§ **Passage for review**:
----------------------------------------

Unfortunately, there must have been at least one skeptic at the press conference. Hizzoner reportedly “bristled” at suggestions that the city's crime stats are being driven down artificially by numbers-fudging police commanders.
“‘C’mon,” Bloomberg snapped. “It is just not the case. ‘” [Our incredible shrinking crime rate, by David Saltonstall, New York Daily News, May 25, 2004]
Well, I am a skeptic. I say: sure, it’s the case! Because I’ve seen it.
Some reporters – most notably Leonard Levitt of Newsday—have intermittently written on crimes that have been “disappeared” in New York by creative police reporting. But to my knowledge, I am the only journalist actually to have been at the scene of one.
It occurred on December 8, 1995—when New York’s crime decline had been supposedly underway for some five years. At about 10:30 p.m., on a Queens-bound A train, a man ended an argument with two brothers by shooting one of them. Then he exited at Kingston-Throop station, in Bedford Stuyvesant, Brooklyn.
Riding two cars away, I neither saw nor heard the shooting. However, I interviewed a witness, saw the 20-something black victim on a gurney doing a convincing impression of a corpse, his inconsolable, raging (and apparently twin) brother accompanying him, and two emergency medical technicians wheeling away the gurney.

----------------------------------------

§ **Dataset**:
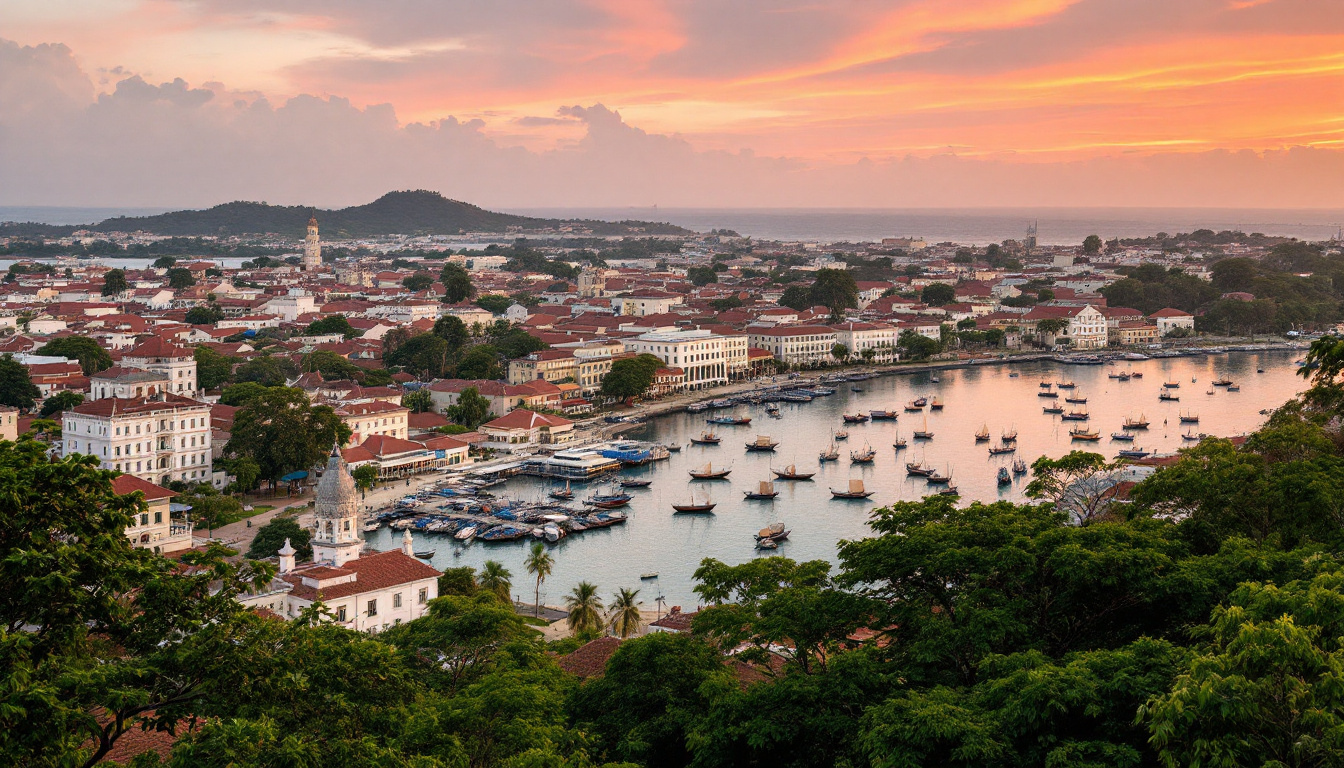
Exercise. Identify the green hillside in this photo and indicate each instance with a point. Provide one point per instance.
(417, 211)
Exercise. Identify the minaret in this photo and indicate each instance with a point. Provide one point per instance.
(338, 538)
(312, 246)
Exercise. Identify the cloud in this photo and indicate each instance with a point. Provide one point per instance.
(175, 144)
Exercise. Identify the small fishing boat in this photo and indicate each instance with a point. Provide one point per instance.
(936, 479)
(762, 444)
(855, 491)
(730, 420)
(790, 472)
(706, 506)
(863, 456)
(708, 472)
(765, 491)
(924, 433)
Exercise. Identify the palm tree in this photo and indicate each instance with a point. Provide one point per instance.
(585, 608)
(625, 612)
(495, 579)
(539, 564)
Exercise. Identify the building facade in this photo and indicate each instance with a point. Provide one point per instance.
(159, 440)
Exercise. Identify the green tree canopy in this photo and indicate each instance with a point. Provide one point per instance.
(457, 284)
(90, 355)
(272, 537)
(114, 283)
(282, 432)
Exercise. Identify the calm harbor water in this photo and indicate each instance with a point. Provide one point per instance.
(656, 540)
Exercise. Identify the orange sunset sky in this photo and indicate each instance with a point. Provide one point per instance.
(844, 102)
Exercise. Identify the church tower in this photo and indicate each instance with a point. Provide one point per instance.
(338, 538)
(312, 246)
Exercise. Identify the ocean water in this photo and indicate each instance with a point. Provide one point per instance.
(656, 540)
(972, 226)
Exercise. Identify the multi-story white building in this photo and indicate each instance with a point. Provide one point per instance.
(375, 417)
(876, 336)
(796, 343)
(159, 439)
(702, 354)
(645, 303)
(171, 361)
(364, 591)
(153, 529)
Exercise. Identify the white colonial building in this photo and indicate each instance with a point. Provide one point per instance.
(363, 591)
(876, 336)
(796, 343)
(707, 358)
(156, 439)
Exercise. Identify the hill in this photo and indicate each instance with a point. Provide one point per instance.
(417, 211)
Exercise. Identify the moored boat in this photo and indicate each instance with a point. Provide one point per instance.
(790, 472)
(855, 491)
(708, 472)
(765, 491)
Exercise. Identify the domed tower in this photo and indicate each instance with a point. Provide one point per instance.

----------------------------------------

§ **Work to complete**:
In the passage about New York crime statistics, at which station did the man who fired the shot leave the A train? The listing has no connection to the text.

§ **Answer to this problem**:
He left at Kingston-Throop station, in Bedford Stuyvesant, Brooklyn.